- [TESTO ESTRATTO]:
41      L’assenza di attuali possibilità di utilizzazione di detta miscela in tale Stato membro, secondo le informazioni fornite dall’autorità dello stesso Stato membro, non sarebbe in alcun modo pertinente per valutare se, al momento della sua esportazione, la suddetta miscela costituisse o meno un rifiuto. Peraltro, l’uso di una sostanza registrata in applicazione del regolamento REACH non potrebbe essere limitato al territorio di un unico Stato membro.
 
42      La Commissione non apporterebbe alcuna prova del fatto che la miscela spedita non sia stata utilizzata conformemente al contratto concluso e che essa sia stata riesportata.
 
43      La Commissione non apporterebbe quindi alcun elemento di prova del fatto che la miscela in questione fosse, all’epoca dei fatti, un rifiuto ai sensi dell’articolo 3, punto 1, della direttiva 2008/98. Pertanto, essa non avrebbe assolto l’onere della prova gravante nei suoi confronti nell’ambito di un procedimento per inadempimento.
 
 Giudizio della Corte
 
44      Il regolamento n. 1013/2006 istituisce le procedure e i regimi di controllo per le spedizioni di rifiuti in particolare tra gli Stati membri dell’Unione.

- [MATERIALE MOSTRATO]:
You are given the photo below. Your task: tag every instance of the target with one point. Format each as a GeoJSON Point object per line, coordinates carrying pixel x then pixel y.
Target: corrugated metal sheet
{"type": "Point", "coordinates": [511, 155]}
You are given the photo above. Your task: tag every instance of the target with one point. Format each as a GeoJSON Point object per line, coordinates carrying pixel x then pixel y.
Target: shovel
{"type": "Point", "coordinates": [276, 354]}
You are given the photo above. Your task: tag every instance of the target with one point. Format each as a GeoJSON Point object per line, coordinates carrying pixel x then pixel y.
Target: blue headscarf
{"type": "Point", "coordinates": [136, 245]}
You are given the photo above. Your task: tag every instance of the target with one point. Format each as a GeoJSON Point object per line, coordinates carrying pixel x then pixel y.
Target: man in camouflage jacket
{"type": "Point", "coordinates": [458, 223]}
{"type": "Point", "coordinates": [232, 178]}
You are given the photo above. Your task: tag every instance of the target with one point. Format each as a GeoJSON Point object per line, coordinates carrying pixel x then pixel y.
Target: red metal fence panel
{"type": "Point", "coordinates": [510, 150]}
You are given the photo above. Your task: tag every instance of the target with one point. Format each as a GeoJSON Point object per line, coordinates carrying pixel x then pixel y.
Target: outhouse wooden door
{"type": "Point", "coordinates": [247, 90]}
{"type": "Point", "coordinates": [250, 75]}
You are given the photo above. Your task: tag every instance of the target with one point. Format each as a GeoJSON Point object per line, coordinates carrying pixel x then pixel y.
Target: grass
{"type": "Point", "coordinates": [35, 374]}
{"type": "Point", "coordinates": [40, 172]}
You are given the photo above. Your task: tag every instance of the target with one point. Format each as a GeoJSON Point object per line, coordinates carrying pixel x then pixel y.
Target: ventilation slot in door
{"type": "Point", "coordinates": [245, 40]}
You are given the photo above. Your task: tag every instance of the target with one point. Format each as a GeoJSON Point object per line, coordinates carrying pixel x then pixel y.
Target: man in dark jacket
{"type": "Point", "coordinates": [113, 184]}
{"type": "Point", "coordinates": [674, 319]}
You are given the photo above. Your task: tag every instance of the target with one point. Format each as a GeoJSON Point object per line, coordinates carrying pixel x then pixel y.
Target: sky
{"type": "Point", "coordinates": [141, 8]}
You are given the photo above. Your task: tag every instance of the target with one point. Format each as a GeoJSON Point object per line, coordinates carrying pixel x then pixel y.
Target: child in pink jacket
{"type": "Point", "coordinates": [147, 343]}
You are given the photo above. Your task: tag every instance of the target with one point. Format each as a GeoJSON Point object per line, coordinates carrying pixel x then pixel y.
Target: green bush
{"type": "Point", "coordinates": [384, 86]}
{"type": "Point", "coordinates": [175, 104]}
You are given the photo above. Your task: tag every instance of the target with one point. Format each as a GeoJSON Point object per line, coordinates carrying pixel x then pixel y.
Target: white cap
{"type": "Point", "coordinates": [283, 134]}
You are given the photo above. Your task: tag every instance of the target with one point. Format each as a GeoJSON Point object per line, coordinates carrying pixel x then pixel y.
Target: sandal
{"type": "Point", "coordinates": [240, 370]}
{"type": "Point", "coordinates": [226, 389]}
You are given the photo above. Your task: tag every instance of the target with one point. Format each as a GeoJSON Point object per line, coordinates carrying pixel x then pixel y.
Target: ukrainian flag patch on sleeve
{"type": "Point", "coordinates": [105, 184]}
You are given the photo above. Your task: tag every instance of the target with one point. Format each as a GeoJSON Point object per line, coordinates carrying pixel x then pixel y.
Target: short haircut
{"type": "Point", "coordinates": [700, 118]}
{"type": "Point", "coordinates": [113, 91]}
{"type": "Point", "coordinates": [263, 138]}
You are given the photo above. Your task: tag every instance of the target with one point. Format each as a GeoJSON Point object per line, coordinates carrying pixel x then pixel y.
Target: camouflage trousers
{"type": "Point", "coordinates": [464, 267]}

- [PROBLEMA DA RISOLVERE]:
Trascrivi senza modifiche il passo del testo sulla spedizione della miscela che va da "43      La Commissione" fino a "procedimento per inadempimento." incluso.

- [RISPOSTA SCRITTA]:
43      La Commissione non apporterebbe quindi alcun elemento di prova del fatto che la miscela in questione fosse, all’epoca dei fatti, un rifiuto ai sensi dell’articolo 3, punto 1, della direttiva 2008/98. Pertanto, essa non avrebbe assolto l’onere della prova gravante nei suoi confronti nell’ambito di un procedimento per inadempimento.